* **文書の一節**:
##########
2010年10月30日土曜日

低成長期に輩出した町人学者「懐徳堂」と「心学」〜「大坂商人」〔武光誠〕

私は大阪・関西の凋落の最大の原因は、文化教養の伝統、町人学者の伝統を捨て去ったことにあると思っている。特に最近その思いを強くしている。
しかもその凋落は昨日今日の話ではない。瞬間、大大阪の時期があったが、それもあくまで経済的な一時の繁栄に過ぎなかったのではないか。
凋落の要因を大別すると、第一は、元禄末期(!)以降の低成長期に商人が保守化を強めたこと、第二は、明治初期の銀本位制廃止と廃藩置県に対応できずに大半の上方の豪商が没落してスポンサーがいなくなったこと、第三は出版文化が育たなかったこと〔特に江戸後期以降〕であるように思う。今日、大阪を巡ってみて、改めて感じるのは、過去の深みのある文化は今は一生懸命探さなければならないほど小さな痕跡になっていることである。もちろん、だからといって卑下悲嘆する必要はない。その解決策もやはり過去にあるからだ。
(もちろん何も古典の教養を無理して身につけることを言っているのではない)

(P202)
##########
* **課題の説明**: 大阪の凋落を論じた文書の一節から、「2010年10月30日土曜日」から「に過ぎなかったのではないか。」までの部分を一字一句違えずに引用してもらえますか？

* **出典の抜粋**:
##########
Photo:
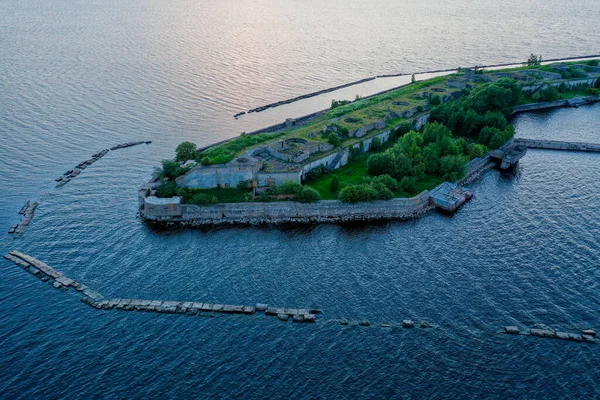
##########
* **完成した解答**:
2010年10月30日土曜日

低成長期に輩出した町人学者「懐徳堂」と「心学」〜「大坂商人」〔武光誠〕

私は大阪・関西の凋落の最大の原因は、文化教養の伝統、町人学者の伝統を捨て去ったことにあると思っている。特に最近その思いを強くしている。
しかもその凋落は昨日今日の話ではない。瞬間、大大阪の時期があったが、それもあくまで経済的な一時の繁栄に過ぎなかったのではないか。